> Task statement
Beginning with the first line, transcribe the entries below exactly through the line containing "positive clicks: (765, 42)", inclusive.

====================

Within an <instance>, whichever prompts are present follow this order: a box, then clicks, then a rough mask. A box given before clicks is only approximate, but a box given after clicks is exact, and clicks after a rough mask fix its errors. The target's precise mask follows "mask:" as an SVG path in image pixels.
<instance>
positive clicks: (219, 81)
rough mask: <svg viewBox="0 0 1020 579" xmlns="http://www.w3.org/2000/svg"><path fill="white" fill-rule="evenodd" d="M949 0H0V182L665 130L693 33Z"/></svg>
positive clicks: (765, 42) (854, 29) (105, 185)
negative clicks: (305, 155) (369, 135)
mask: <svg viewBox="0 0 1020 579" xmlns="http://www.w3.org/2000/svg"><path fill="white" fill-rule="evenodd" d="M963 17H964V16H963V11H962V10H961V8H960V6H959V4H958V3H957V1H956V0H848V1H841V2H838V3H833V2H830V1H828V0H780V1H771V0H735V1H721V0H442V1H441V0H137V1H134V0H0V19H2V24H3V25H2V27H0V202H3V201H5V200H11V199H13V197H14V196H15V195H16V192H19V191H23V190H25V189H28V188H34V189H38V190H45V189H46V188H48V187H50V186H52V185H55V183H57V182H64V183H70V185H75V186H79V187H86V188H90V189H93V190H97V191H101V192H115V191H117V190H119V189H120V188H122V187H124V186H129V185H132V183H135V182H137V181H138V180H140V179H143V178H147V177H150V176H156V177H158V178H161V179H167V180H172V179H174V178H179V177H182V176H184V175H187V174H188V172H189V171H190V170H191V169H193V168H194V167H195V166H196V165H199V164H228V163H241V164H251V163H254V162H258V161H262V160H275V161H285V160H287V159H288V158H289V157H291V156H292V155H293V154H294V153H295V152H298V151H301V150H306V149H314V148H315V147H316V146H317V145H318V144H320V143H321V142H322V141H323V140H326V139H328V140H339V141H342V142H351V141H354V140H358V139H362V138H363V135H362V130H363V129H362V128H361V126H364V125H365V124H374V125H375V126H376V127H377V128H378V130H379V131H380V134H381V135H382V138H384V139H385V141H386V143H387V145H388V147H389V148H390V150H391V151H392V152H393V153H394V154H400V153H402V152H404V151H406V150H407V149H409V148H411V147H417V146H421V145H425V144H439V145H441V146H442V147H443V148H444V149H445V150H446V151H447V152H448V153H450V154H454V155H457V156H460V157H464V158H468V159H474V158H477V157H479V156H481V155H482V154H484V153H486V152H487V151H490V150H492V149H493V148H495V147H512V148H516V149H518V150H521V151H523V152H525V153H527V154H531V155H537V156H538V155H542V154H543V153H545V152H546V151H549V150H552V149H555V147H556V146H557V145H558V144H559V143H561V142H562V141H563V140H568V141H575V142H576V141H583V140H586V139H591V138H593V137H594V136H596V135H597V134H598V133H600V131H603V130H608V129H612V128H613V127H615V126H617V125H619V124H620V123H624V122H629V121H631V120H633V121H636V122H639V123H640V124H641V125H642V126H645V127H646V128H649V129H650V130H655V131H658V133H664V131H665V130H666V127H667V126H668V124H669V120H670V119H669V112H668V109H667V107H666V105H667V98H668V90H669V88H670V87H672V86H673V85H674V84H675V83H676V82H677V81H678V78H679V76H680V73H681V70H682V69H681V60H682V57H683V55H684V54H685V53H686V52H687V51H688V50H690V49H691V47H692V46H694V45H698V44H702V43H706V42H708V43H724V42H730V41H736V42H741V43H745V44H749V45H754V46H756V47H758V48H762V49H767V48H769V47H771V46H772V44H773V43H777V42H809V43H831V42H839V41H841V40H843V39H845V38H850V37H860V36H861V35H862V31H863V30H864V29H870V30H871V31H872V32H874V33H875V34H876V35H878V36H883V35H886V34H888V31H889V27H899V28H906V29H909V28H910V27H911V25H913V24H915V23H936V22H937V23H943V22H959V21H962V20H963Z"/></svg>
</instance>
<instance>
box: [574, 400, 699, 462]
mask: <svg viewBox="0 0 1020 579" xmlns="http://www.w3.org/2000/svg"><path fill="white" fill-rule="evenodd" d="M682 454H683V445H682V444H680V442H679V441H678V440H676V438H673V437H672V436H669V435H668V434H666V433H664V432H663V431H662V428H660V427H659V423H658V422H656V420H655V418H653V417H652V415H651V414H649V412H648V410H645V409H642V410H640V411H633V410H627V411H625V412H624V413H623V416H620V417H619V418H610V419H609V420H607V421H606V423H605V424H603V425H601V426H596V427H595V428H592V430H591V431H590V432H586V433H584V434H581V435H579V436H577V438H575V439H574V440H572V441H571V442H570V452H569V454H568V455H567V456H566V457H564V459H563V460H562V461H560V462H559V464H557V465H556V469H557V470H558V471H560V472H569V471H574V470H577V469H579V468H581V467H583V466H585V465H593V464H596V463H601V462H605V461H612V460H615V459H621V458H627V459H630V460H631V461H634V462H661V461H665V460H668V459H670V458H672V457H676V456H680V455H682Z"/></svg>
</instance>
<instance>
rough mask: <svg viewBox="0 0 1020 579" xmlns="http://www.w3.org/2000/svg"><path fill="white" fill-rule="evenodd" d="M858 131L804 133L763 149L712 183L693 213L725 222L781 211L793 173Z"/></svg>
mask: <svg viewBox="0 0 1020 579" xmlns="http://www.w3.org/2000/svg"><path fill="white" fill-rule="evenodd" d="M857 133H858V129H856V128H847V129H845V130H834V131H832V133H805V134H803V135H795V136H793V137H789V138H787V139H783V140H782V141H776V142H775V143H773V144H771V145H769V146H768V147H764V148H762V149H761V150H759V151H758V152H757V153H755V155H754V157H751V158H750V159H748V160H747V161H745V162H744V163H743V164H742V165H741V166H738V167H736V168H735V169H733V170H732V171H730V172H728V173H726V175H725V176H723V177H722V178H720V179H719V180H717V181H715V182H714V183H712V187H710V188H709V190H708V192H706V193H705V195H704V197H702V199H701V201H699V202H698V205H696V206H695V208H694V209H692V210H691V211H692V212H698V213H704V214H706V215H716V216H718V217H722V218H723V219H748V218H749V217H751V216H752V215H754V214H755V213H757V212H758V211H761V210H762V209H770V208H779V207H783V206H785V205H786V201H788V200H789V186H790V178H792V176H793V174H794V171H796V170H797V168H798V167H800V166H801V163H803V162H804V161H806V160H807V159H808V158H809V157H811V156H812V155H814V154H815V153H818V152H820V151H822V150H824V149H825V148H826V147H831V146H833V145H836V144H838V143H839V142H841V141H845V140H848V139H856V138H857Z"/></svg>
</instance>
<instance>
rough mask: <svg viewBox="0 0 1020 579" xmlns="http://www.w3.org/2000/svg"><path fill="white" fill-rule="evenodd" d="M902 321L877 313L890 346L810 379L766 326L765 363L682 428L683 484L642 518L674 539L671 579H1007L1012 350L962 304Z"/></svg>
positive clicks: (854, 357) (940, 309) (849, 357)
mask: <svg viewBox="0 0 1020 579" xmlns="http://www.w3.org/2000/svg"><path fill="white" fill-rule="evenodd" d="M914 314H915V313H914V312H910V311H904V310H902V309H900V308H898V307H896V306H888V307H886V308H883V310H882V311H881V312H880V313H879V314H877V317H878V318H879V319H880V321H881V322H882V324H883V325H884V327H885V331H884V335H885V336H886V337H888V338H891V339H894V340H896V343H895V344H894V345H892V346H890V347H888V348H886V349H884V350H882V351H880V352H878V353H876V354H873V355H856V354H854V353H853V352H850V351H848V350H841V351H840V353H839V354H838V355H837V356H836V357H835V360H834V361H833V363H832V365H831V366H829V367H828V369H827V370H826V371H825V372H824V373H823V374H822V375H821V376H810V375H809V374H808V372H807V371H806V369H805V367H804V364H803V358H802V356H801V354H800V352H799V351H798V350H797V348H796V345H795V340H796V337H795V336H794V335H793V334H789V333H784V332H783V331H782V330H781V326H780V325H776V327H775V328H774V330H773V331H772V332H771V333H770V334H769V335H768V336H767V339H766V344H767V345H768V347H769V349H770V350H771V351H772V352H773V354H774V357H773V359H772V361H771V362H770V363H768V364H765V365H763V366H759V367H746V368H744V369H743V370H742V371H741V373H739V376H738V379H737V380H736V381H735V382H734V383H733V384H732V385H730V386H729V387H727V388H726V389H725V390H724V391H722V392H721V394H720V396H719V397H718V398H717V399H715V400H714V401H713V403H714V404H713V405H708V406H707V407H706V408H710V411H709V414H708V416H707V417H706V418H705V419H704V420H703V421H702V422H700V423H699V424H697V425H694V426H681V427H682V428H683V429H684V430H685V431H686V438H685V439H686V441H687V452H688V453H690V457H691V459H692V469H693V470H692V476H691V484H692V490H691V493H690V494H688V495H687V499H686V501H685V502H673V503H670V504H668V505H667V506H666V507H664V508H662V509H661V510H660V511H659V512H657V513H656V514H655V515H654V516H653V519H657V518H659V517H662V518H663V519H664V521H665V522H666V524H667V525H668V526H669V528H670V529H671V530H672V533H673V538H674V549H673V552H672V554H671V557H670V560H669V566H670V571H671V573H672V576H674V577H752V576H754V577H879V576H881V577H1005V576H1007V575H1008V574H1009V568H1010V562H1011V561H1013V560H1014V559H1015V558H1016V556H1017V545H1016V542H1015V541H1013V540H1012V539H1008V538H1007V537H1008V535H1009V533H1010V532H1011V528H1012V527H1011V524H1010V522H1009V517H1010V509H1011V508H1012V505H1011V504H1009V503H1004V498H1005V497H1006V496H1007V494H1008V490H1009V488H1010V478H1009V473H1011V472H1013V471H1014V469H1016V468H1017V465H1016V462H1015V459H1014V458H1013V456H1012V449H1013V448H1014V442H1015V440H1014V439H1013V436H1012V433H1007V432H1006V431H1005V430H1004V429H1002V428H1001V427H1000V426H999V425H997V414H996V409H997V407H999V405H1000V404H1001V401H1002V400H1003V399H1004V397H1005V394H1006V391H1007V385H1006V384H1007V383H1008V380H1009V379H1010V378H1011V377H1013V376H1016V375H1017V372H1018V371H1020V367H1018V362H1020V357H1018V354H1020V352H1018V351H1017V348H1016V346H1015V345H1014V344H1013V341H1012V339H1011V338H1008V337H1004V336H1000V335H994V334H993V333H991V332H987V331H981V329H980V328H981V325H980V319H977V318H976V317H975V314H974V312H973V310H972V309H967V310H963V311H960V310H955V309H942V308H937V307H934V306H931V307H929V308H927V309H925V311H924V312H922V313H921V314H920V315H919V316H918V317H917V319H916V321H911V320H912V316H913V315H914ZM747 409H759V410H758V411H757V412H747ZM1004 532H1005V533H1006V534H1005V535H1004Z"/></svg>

====================

> Output of the task
Within an <instance>, whichever prompts are present follow this order: a box, then clicks, then a rough mask. A box given before clicks is only approximate, but a box given after clicks is exact, and clicks after a rough mask fix its errors. The target's precise mask follows "mask:" as an SVG path in image pixels.
<instance>
positive clicks: (219, 81)
rough mask: <svg viewBox="0 0 1020 579" xmlns="http://www.w3.org/2000/svg"><path fill="white" fill-rule="evenodd" d="M949 0H0V182L665 130L693 33Z"/></svg>
positive clicks: (765, 42) (854, 29) (105, 185)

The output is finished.